▶ [WHAT THIS TASK INVOLVES]: Exact transcription of the records is required.

[Saved data entries]
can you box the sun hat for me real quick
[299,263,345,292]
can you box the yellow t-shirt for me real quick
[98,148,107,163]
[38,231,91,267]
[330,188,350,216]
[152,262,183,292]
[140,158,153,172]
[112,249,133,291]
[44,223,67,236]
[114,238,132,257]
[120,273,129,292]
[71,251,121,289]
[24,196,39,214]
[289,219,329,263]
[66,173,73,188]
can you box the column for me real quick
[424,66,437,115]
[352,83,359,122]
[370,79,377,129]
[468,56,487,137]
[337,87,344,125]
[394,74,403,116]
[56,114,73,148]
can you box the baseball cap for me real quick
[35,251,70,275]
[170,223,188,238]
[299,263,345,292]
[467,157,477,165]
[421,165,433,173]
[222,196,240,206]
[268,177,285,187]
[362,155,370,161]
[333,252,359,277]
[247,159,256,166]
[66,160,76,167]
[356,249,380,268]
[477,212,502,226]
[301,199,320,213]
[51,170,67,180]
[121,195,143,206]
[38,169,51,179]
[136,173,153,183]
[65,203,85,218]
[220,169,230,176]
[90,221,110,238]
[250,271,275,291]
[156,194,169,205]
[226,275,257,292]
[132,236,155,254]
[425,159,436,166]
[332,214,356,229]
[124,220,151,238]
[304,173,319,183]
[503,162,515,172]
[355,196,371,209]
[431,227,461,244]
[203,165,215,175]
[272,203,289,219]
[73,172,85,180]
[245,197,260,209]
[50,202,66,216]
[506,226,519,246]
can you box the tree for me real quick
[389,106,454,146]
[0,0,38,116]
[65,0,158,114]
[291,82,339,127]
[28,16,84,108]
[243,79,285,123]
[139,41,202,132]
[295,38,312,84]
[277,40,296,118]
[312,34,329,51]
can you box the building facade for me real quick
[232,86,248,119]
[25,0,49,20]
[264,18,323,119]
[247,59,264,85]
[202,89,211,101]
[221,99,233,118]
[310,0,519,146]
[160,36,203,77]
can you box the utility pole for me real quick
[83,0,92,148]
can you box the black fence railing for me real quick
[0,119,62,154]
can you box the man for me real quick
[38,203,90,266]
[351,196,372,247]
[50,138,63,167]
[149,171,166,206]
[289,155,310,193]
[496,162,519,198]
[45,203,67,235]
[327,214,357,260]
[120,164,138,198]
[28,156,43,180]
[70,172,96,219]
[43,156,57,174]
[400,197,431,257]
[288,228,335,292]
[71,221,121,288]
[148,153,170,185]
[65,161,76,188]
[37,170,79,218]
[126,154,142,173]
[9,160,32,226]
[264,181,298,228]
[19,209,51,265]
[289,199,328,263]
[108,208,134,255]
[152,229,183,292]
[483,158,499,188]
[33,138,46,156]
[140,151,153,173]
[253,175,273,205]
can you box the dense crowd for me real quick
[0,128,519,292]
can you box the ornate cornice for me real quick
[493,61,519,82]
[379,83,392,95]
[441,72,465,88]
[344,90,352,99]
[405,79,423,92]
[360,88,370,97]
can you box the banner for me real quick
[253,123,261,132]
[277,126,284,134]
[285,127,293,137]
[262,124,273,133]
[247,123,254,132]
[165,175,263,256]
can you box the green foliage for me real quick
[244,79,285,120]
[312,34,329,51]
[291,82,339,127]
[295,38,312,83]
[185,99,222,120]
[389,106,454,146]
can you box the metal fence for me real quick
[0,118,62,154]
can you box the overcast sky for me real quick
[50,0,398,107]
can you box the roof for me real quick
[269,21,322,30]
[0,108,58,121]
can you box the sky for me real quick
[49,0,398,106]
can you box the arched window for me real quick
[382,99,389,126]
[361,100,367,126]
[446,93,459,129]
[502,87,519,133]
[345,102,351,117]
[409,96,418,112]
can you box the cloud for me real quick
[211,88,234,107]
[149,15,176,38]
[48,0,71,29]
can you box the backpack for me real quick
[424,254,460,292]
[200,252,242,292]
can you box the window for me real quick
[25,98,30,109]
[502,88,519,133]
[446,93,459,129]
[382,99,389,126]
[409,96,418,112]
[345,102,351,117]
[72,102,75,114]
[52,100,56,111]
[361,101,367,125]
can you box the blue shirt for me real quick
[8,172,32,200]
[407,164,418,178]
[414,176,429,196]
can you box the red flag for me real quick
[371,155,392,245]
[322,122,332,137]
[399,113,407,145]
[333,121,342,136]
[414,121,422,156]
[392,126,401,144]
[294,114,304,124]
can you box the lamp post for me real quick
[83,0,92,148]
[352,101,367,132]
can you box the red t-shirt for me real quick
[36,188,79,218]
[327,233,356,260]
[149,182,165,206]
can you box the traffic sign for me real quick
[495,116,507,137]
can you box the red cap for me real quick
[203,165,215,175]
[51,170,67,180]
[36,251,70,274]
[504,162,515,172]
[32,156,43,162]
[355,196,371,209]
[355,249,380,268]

▶ [YOUR RESPONSE]:
can you box the sun hat for me real quick
[299,263,345,292]
can you box the yellow t-shirt for me real quick
[98,148,107,163]
[38,231,91,267]
[330,188,350,216]
[152,262,183,292]
[140,158,153,172]
[112,249,133,291]
[44,223,67,236]
[114,238,132,257]
[120,273,129,292]
[71,251,121,289]
[24,196,39,214]
[289,219,329,263]
[66,173,73,188]
can you box the column for me real quick
[424,66,437,115]
[352,83,359,122]
[370,79,377,129]
[468,56,487,137]
[337,87,344,125]
[394,74,403,116]
[56,114,73,148]
can you box the baseball cap for me real quick
[35,251,70,275]
[170,223,188,238]
[299,263,345,292]
[467,157,477,165]
[421,165,433,173]
[222,196,240,206]
[268,177,285,187]
[362,155,370,161]
[333,252,359,277]
[247,159,256,166]
[66,160,76,167]
[356,249,380,268]
[477,212,502,226]
[301,199,320,213]
[51,170,67,180]
[121,195,143,206]
[38,169,51,179]
[136,173,153,183]
[65,203,85,218]
[220,169,230,176]
[90,221,110,238]
[250,271,275,291]
[156,194,169,205]
[226,275,257,292]
[132,236,155,254]
[425,159,436,166]
[332,214,356,229]
[124,220,151,238]
[304,173,319,183]
[503,162,515,172]
[355,196,371,209]
[431,227,461,244]
[203,165,215,175]
[272,203,289,219]
[73,172,85,180]
[245,197,260,209]
[50,202,66,216]
[506,226,519,246]
can you box the tree for me real quick
[389,106,454,146]
[0,0,38,116]
[65,0,158,114]
[291,82,339,127]
[28,16,84,108]
[243,79,285,123]
[139,41,202,132]
[295,38,312,84]
[277,40,296,118]
[312,34,329,51]
can you box the building facade for me real quick
[232,86,248,119]
[25,0,49,20]
[264,18,323,119]
[247,59,264,85]
[202,89,211,101]
[221,99,233,118]
[310,0,519,146]
[160,36,203,77]
can you box the utility pole for me real quick
[83,0,92,148]
can you box the black fence railing for me real quick
[0,119,62,154]
can you box the man for me real quick
[38,203,90,266]
[351,196,372,247]
[50,138,63,167]
[149,171,166,206]
[289,155,310,193]
[496,162,519,198]
[45,203,67,235]
[327,214,357,260]
[120,164,138,198]
[28,156,43,180]
[70,172,96,219]
[43,156,57,174]
[400,197,431,257]
[288,228,335,292]
[71,221,121,288]
[148,153,170,185]
[65,161,76,188]
[37,170,79,218]
[126,154,142,173]
[9,160,32,226]
[264,181,298,228]
[19,209,51,265]
[289,199,328,263]
[108,208,134,255]
[152,229,183,292]
[483,158,499,188]
[33,138,46,156]
[140,151,153,173]
[253,175,273,205]
can you box the dense crowd for me real quick
[0,128,519,292]
can you box the ornate cornice for me real quick
[493,61,519,82]
[379,83,392,95]
[441,72,465,88]
[344,90,352,99]
[405,79,423,92]
[360,88,370,97]
can you box the banner for me real quick
[253,123,261,132]
[277,126,284,134]
[285,127,293,137]
[262,124,273,133]
[247,123,254,132]
[165,175,263,256]
can you box the green foliage for me real quick
[244,79,285,120]
[312,34,329,51]
[291,82,339,127]
[295,38,312,83]
[185,99,222,120]
[389,106,454,146]
can you box the metal fence for me real quick
[0,118,62,154]
can you box the overcast sky for me real quick
[50,0,398,107]
can you box the roof for me real quick
[269,21,322,30]
[0,108,58,121]
can you box the sky for me real quick
[49,0,398,106]
can you box the arched window for me real quick
[382,99,389,126]
[361,100,367,126]
[446,93,459,129]
[502,87,519,133]
[345,102,351,117]
[409,96,418,112]
can you box the cloud for me real quick
[211,88,234,107]
[149,15,176,38]
[48,0,71,29]
can you box the backpack for me real quick
[424,254,460,292]
[200,252,242,292]
can you box the window for me real quick
[25,98,30,109]
[502,88,519,133]
[446,93,459,129]
[382,99,389,126]
[409,96,418,112]
[345,102,351,117]
[72,102,75,114]
[52,100,56,111]
[361,101,367,125]
can you box the blue shirt for me real quick
[8,172,32,200]
[407,164,418,178]
[414,176,429,196]
can you box the red flag for me real quick
[371,155,392,245]
[322,122,332,137]
[399,113,407,145]
[333,121,342,136]
[414,121,422,156]
[392,126,401,144]
[294,114,304,124]
can you box the lamp post for me real quick
[83,0,92,148]
[352,101,367,132]
can you box the red t-shirt for me real quick
[36,188,79,218]
[327,233,356,260]
[149,182,165,206]
can you box the traffic sign for me real quick
[495,116,507,137]
can you box the red cap for me real quick
[203,165,215,175]
[51,170,67,180]
[36,251,70,274]
[504,162,515,172]
[32,156,43,162]
[355,196,371,209]
[355,249,380,268]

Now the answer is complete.